### Excerpted records
# # # # # # #
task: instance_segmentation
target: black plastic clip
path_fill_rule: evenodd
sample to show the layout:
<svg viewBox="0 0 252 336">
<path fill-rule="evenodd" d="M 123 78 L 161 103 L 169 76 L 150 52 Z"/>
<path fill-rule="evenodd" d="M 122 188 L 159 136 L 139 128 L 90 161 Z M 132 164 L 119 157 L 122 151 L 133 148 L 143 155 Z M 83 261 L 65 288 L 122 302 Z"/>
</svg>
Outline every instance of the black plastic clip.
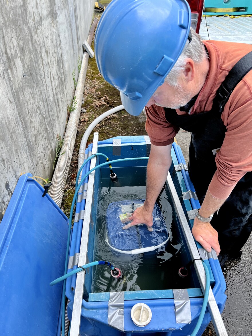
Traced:
<svg viewBox="0 0 252 336">
<path fill-rule="evenodd" d="M 78 266 L 78 267 L 79 267 L 79 268 L 82 268 L 82 269 L 83 269 L 83 270 L 85 272 L 85 274 L 86 273 L 87 271 L 86 271 L 86 269 L 84 268 L 84 267 L 82 267 L 82 266 Z M 81 271 L 80 271 L 80 272 Z"/>
<path fill-rule="evenodd" d="M 226 103 L 228 100 L 233 92 L 232 90 L 231 91 L 228 91 L 222 84 L 220 86 L 218 91 L 218 97 L 217 99 L 219 105 L 220 112 L 222 112 L 223 111 Z"/>
<path fill-rule="evenodd" d="M 193 260 L 190 260 L 186 266 L 184 267 L 181 267 L 179 269 L 178 275 L 180 278 L 185 278 L 187 276 L 189 267 L 191 265 L 193 265 L 196 260 L 201 260 L 202 261 L 204 261 L 202 258 L 199 258 L 198 259 L 194 259 Z"/>
<path fill-rule="evenodd" d="M 52 183 L 46 183 L 46 184 L 44 185 L 44 194 L 42 195 L 42 197 L 43 197 L 44 196 L 46 195 L 47 193 L 48 190 L 52 185 Z"/>
</svg>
# # # # # # #
### Exercise brief
Can you turn every line of the listing above into a numbered list, leaving out any blank lines and the pictures?

### Response to this exercise
1. task: instance_segmentation
2. target: black plastic clip
3. path_fill_rule: evenodd
4. sample to show the layout:
5. <svg viewBox="0 0 252 336">
6. <path fill-rule="evenodd" d="M 123 78 L 161 103 L 169 76 L 150 52 Z"/>
7. <path fill-rule="evenodd" d="M 122 188 L 159 136 L 139 128 L 90 161 Z M 132 164 L 119 157 L 122 151 L 133 148 L 143 155 Z M 83 261 L 65 288 L 122 302 Z"/>
8. </svg>
9. Outline every instance of the black plastic clip.
10. Traced:
11. <svg viewBox="0 0 252 336">
12. <path fill-rule="evenodd" d="M 78 266 L 78 267 L 79 267 L 79 268 L 82 268 L 82 269 L 83 269 L 83 270 L 85 272 L 85 274 L 86 273 L 87 271 L 86 271 L 86 269 L 84 268 L 84 267 L 82 267 L 82 266 Z M 81 271 L 80 271 L 80 272 Z"/>
13. <path fill-rule="evenodd" d="M 226 103 L 228 100 L 233 92 L 232 90 L 231 91 L 228 91 L 222 84 L 220 86 L 218 91 L 218 97 L 217 99 L 219 105 L 220 112 L 222 112 L 223 111 Z"/>
14. <path fill-rule="evenodd" d="M 193 260 L 190 260 L 186 266 L 184 267 L 181 267 L 179 269 L 178 275 L 180 278 L 185 278 L 187 276 L 189 267 L 191 265 L 193 265 L 196 260 L 201 260 L 202 261 L 204 261 L 202 258 L 199 258 L 198 259 L 194 259 Z"/>
15. <path fill-rule="evenodd" d="M 52 183 L 46 183 L 46 184 L 44 185 L 44 194 L 42 195 L 42 197 L 43 197 L 44 196 L 46 195 L 47 193 L 48 190 L 52 185 Z"/>
16. </svg>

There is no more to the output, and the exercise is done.